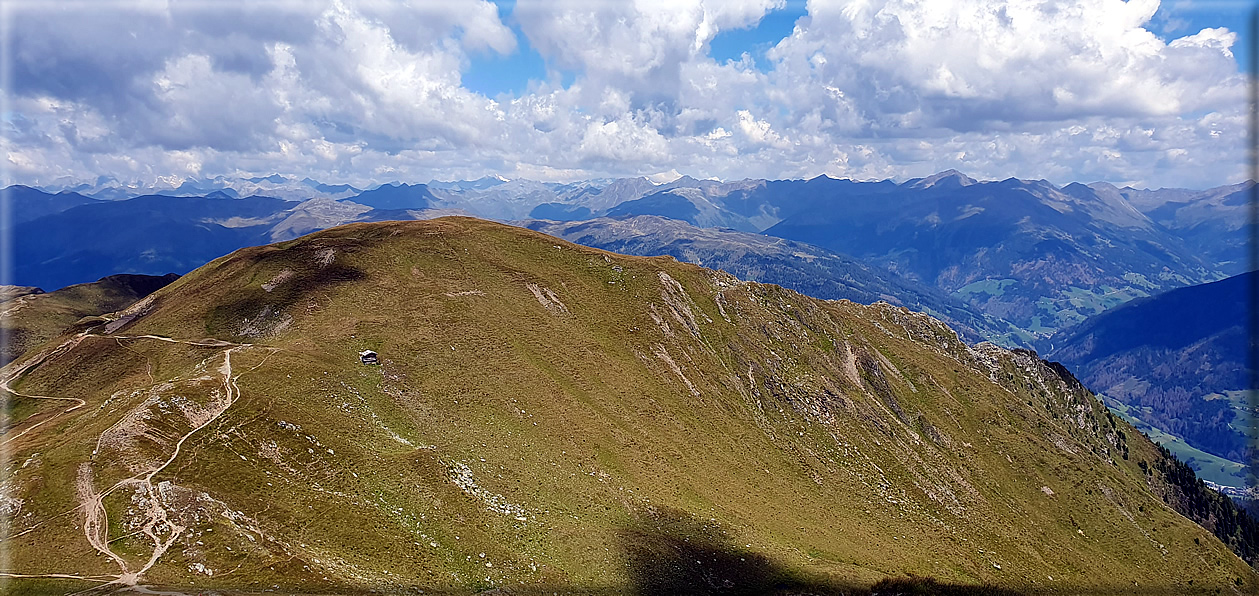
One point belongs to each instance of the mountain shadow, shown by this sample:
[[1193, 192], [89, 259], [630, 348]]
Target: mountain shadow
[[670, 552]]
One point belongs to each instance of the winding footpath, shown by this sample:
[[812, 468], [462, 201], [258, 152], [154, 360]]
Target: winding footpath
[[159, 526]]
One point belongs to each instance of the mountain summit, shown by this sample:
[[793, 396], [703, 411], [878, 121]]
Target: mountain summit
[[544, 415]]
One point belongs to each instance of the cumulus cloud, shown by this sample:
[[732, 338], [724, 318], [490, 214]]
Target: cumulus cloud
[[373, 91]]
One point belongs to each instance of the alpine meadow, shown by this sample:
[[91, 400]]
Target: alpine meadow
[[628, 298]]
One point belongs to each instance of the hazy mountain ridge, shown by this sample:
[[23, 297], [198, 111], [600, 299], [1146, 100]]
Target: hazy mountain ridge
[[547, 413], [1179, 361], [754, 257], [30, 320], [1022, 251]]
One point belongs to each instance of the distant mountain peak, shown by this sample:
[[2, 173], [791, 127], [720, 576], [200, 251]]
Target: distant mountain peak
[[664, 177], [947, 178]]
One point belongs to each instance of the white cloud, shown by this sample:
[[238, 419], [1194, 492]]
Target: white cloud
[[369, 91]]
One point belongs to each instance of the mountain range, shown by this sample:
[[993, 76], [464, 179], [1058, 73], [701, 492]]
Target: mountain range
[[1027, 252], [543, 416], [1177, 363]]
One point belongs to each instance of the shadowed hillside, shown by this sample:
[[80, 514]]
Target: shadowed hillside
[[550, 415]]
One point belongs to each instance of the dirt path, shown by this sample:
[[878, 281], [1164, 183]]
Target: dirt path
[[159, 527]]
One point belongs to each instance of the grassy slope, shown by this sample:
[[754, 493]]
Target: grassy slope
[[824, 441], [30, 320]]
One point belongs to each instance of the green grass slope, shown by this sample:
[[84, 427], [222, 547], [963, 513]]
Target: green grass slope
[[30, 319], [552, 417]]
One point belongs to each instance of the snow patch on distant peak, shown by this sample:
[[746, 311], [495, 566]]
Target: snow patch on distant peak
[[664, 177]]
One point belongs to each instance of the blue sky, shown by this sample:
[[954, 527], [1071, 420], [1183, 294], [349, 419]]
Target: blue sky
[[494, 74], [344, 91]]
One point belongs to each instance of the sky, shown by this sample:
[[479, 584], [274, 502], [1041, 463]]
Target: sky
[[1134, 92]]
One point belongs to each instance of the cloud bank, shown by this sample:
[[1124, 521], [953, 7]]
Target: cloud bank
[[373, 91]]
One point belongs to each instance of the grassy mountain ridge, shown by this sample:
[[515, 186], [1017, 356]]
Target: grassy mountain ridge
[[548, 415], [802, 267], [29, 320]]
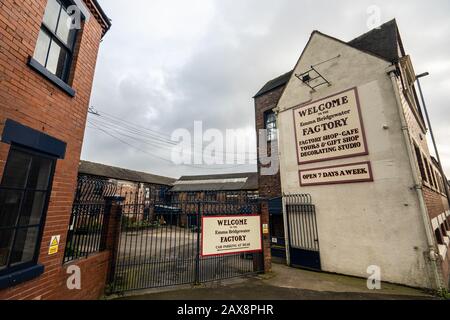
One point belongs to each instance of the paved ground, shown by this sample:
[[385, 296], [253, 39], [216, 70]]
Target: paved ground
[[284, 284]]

################

- GIVEN TASK
Copy the entries word for word, from the beginning through the line containing "[[628, 298]]", with both ends included. Leave out the pictures.

- EXPECTED OUTPUT
One point belongs to each instance of the mountain shadow, shown by this sample:
[[1193, 192], [89, 259], [630, 348]]
Target: mountain shadow
[[670, 552]]
One point belongs to each instance of the winding footpath, shown by this sample:
[[812, 468], [462, 201], [258, 152], [154, 360]]
Target: winding footpath
[[159, 526]]
One point belongs to each instance of the mountain summit, shown by this sample:
[[793, 396], [703, 411], [878, 121]]
Target: mountain summit
[[544, 415]]
One point belongs to each instance of the cumulus cloud, shown by this sample:
[[732, 338], [724, 318], [490, 214]]
Target: cumulus cloud
[[373, 91]]
One point belongs to each instance of the alpine meadow, shown by this sample:
[[91, 400]]
Target: alpine meadow
[[628, 298]]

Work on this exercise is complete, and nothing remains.